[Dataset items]
§ §

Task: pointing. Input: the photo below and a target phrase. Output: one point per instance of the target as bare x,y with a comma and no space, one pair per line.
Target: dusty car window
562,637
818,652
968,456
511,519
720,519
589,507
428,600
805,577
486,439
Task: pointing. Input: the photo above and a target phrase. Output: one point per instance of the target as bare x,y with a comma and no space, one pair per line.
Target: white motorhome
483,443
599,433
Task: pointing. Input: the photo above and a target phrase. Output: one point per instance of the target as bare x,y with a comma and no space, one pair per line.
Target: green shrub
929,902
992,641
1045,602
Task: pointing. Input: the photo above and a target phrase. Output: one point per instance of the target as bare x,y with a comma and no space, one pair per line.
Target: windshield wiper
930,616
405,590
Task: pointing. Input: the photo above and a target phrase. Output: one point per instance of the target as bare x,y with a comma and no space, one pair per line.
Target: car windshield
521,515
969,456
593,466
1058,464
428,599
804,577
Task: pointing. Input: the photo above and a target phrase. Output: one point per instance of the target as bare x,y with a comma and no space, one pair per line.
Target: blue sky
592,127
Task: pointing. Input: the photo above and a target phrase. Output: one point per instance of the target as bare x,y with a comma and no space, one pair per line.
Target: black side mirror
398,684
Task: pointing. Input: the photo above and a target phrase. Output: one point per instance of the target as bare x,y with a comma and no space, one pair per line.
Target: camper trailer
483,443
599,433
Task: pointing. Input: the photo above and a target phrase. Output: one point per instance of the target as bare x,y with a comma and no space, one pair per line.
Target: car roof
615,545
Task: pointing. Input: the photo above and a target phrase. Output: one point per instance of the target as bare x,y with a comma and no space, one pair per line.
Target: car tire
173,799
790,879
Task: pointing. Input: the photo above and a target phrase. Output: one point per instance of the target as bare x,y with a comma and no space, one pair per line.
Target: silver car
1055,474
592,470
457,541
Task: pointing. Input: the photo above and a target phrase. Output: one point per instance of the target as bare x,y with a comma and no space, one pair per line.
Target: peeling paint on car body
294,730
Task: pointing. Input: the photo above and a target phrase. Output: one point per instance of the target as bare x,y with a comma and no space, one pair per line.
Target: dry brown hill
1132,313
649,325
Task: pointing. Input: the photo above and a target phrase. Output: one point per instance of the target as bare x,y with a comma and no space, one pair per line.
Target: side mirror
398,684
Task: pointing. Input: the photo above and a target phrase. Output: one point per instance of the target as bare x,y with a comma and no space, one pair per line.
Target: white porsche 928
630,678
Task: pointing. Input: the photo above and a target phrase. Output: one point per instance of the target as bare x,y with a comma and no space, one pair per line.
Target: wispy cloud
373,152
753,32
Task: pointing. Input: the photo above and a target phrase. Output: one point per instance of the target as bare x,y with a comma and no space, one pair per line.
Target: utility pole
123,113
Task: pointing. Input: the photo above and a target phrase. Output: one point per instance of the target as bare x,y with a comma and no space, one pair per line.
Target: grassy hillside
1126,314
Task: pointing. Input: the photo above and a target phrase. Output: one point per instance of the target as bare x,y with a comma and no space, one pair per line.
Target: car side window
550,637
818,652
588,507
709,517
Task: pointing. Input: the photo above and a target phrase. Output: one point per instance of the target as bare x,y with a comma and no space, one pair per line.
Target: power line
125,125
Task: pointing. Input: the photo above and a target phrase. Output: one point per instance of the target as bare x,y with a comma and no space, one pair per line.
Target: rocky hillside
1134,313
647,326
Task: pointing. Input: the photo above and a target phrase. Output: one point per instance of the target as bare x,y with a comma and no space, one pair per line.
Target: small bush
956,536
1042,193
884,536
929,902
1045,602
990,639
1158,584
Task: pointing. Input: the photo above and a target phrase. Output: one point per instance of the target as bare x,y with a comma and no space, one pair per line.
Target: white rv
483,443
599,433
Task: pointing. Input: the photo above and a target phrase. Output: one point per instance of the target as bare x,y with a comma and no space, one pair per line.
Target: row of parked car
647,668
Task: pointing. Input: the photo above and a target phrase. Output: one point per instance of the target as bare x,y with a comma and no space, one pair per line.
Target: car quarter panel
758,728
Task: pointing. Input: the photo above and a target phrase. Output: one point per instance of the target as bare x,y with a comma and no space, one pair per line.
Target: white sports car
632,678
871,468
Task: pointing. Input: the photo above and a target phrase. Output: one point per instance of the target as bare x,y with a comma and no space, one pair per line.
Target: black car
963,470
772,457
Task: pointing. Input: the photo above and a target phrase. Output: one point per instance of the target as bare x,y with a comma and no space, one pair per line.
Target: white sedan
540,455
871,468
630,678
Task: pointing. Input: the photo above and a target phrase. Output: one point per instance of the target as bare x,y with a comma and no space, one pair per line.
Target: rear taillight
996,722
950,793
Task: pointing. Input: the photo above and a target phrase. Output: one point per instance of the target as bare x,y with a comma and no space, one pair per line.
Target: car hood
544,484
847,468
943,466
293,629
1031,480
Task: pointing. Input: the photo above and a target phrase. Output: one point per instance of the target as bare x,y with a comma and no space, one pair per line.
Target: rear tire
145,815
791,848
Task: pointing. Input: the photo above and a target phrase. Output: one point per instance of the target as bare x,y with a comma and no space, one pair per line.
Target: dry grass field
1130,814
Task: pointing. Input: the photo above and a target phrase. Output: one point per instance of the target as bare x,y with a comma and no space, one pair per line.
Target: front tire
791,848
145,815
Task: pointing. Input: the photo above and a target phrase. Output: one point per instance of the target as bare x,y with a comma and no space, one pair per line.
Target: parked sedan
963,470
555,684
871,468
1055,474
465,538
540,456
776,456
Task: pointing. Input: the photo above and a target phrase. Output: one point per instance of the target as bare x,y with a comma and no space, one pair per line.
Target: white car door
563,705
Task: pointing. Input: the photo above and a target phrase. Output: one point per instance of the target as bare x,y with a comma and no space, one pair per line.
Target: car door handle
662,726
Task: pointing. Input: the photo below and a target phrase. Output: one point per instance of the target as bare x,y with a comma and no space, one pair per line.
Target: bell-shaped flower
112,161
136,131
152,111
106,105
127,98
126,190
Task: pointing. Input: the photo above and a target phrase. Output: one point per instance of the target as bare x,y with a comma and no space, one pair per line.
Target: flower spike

§ §

• [GOAL]: Report each line of the entries above that contains the word "black". Case matters.

• [WORKED ANSWER]:
Target: black side mirror
Target: black car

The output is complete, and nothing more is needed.